▶ **ASSIGNMENT 1**
Recast the paragraph of the infusion pump text that begins "Because the amount of fluid introduced" as a short bulleted list that keeps its main facts.
▶ **ASSIGNMENT 2**
Write a continuation of the infusion pump text, starting after its final sentence.
DOCUMENT TEXT below:
Currently, drugs or other fluids are often administered to patients intravenously through the use of a drug infusion pump. One commonly used type of drug infusion pump is a linear peristaltic drug infusion pump as shown in FIG. 1. This type of pump typically includes a peristaltic pump mechanism 12 having tube engaging members 13, and a detachable pressure plate 11. Pump mechanism 12 is part of a control module including control circuitry and data input structure, such as a keypad. The main surface of pressure plate 11 contains a plurality of oppositely disposed ribs 18 with a U-shaped channel between the ribs. A compressible tube 46 is attached to pressure plate 11 by threading the tube through an aperture 45 in one end of the pressure plate, through a loop-shaped pump anchor 28 and through a ring 47 at the opposite end of the pressure plate. Tube 46 is secured to pressure plate 11 and positioned in the U-shaped channels by use of ring 47 at one end and a restraint 44 at another end which is force-fit into aperture 45 of pressure plate 11. Together, tube 46 and pressure plate 11 form a tube/pressure plate assembly 50. Tube 46 is adhesively attached to restraint 44 and ring 47.
Tube/pressure plate assembly 50 is then attached to pump mechanism 12 by pump-securing extensions or hooks 24 on pressure plate 11 which engage a suspended pin assembly 14 having support plates 15 and pins 16 which are located on the bottom of pump mechanism 12. Pump anchor 28 located on pressure plate 11 engages a releasable engaging mechanism inside pump mechanism 12 to secure pressure plate 11 to pump mechanism 12. During use, tube engaging members 13 act in a predetermined sequence to draw a predetermined amount of fluid into tube 46 from a fluid reservoir and then expel the predetermined amount of fluid from tube 46 to the patient. The reservoir may be mounted to the pressure plate or it may be remote.
Because the amount of fluid introduced through tube 46 is controlled by the compression of tube 46, tube 46 is loosely fitted onto pressure plate 11 to allow the proper amount of compression to occur. To achieve a loose fit, tube 46 is only attached, such as by adhesive or solvent bond, to pressure plate 11 at opposite ends of pressure plate 11. Unfortunately, because tube 46 is loosely fitted, the tube can occasionally become misaligned with the U-shaped channel during the attachment of pressure plate 11 to pump mechanism 12 by the caregiver or patient. When misalignment occurs, tube 46 can be pinched between one or more of ribs 18 and pump mechanism 12 causing improper compression of tube 46 and a resulting improper delivery of fluids through tube 46. Misalignment may result in free flow, insufficient flow or no flow through tube 46.
End of DOCUMENT TEXT.
INFORMATION SUPPLIED below:
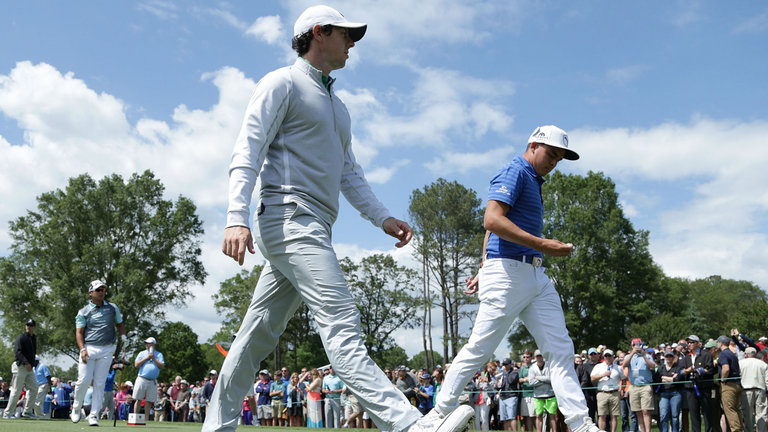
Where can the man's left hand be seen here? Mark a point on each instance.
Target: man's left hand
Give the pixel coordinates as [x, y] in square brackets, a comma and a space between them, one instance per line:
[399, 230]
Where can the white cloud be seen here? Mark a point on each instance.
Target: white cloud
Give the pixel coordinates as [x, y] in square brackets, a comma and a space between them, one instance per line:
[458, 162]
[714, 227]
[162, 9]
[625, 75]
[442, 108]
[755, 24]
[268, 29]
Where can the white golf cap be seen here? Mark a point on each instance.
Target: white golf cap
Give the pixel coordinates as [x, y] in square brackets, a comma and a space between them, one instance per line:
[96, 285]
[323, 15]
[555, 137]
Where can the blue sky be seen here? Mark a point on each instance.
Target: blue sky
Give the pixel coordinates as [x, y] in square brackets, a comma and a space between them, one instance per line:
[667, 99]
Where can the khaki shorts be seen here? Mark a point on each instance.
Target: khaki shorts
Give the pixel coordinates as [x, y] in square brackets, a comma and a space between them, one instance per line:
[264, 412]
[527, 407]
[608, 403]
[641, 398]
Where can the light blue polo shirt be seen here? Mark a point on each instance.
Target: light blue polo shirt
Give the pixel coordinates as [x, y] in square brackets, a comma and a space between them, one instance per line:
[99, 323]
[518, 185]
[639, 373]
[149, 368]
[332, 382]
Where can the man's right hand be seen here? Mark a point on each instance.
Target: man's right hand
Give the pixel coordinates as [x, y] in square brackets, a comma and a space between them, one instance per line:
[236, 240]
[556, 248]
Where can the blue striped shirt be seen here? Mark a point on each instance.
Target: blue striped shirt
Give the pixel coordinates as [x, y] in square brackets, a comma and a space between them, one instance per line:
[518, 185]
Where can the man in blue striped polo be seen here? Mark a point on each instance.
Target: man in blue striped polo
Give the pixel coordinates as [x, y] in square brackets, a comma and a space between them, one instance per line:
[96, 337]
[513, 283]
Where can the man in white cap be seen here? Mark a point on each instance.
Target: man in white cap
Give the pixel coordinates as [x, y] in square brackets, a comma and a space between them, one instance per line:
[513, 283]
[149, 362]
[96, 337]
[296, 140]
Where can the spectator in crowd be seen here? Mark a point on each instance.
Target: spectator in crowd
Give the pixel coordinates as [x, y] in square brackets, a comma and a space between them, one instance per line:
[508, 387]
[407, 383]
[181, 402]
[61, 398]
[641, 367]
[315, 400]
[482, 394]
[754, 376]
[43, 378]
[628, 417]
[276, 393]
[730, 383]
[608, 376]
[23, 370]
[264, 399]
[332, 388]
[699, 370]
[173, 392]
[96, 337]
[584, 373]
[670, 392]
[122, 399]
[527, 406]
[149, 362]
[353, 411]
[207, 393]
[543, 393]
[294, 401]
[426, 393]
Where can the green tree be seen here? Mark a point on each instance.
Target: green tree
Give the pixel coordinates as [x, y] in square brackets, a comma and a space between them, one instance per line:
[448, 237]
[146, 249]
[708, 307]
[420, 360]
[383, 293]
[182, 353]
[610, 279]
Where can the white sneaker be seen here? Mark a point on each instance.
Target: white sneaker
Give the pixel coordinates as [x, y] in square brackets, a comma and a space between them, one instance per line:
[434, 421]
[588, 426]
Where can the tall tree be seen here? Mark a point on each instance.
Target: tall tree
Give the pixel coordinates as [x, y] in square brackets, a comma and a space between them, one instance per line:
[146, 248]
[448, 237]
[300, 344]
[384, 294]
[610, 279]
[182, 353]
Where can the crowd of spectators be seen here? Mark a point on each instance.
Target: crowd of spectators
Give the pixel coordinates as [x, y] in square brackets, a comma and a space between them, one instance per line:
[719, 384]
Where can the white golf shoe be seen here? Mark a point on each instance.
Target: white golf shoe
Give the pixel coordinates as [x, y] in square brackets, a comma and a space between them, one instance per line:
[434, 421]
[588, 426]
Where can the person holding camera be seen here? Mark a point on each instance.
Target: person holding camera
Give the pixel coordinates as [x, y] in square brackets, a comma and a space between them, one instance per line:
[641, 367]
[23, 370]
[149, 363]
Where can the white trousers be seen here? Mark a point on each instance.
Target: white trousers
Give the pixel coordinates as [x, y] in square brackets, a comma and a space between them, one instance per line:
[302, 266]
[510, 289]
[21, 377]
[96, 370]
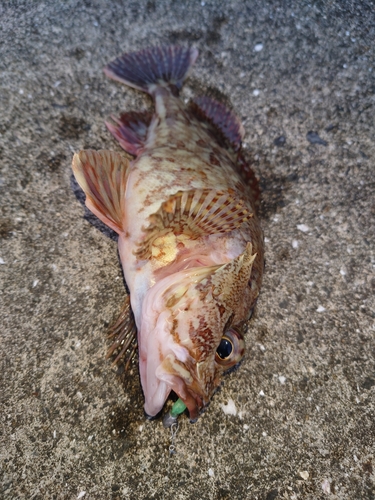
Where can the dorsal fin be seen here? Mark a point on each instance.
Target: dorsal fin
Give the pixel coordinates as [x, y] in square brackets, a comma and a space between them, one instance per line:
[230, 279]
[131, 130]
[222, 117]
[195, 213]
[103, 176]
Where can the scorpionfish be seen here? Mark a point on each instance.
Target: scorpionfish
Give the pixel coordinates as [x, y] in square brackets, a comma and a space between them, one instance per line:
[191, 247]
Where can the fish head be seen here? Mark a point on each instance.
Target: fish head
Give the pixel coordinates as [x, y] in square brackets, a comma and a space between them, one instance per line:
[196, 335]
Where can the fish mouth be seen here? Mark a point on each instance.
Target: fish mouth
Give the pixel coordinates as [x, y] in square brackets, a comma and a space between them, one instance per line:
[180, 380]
End of INFORMATION SUPPLIED.
▶ **TASK RESPONSE 1**
- Fluid delivery is controlled by compressing tube 46, so the tube is fitted loosely onto pressure plate 11 to allow proper compression.
- For this loose fit, the tube is attached to the plate only at its opposite ends, for example by adhesive or solvent bond.
- Because of the loose fit, the tube can occasionally become misaligned with the U-shaped channel when the caregiver or patient attaches the plate to pump mechanism 12.
- A misaligned tube can be pinched between one or more of ribs 18 and the pump mechanism. This causes improper compression and improper fluid delivery: free flow, insufficient flow or no flow.

▶ **TASK RESPONSE 2**
As larger tubes are used to increase the amount of fluid flow per pump activation, the problems of misalignment are more likely to occur. The larger tubes will have a greater tendency to bow upward, increasing the chance of being pinched between a rib 18 and pump mechanism 12. Such upward bowing is caused in part by the increased flexibility of the tube and the tube entering and exiting the pressure plate at a vertical height lower than the main surface of the pressure plate.
A current commercial pressure plate 11 with compressible tube 46 by SIMS Deltec, Inc. of St. Paul, Minn., includes a large diameter portion 51, a first small diameter portion 52 attached to one end of large diameter portion 51, and a second small diameter portion 53 attached at the other end of large diameter portion 51. Large diameter portion 51 has an outer diameter of approximately 0.164 inches, while first and second small diameter portions 52, 53 each have an outer diameter of approximately 0.100 inches. Large diameter portion 51 has a wall thickness of approximately 0.032 inches and is capable of delivering approximately 50 microliters per activation of pump mechanism 12. The vertical drop at the ends of pressure plate 11 is about 0.050 inches. In some instances, tube misalignment is a problem for the prior system of FIG. 1.
There is a need in some cases to use tubes 46 with larger outer and inner diameters than the prior system of FIG. 1 to achieve a higher fluid flow. The larger tubes may be more flexible, and therefore more prone to bowing. Further, the larger tubes need to have more vertical drop at the ends of pressure plate 11 to avoid pinching off by pump mechanism 12. This may further increase tube bowing and the likelihood of misalignment.
Therefore, there arises a need for a pump pressure plate for use with a drug infusion pump which will automatically and reliably result in compressible tubes being aligned adjacent the pump mechanism. There is also a need for a more easily assembled pressure plate with compressible tube.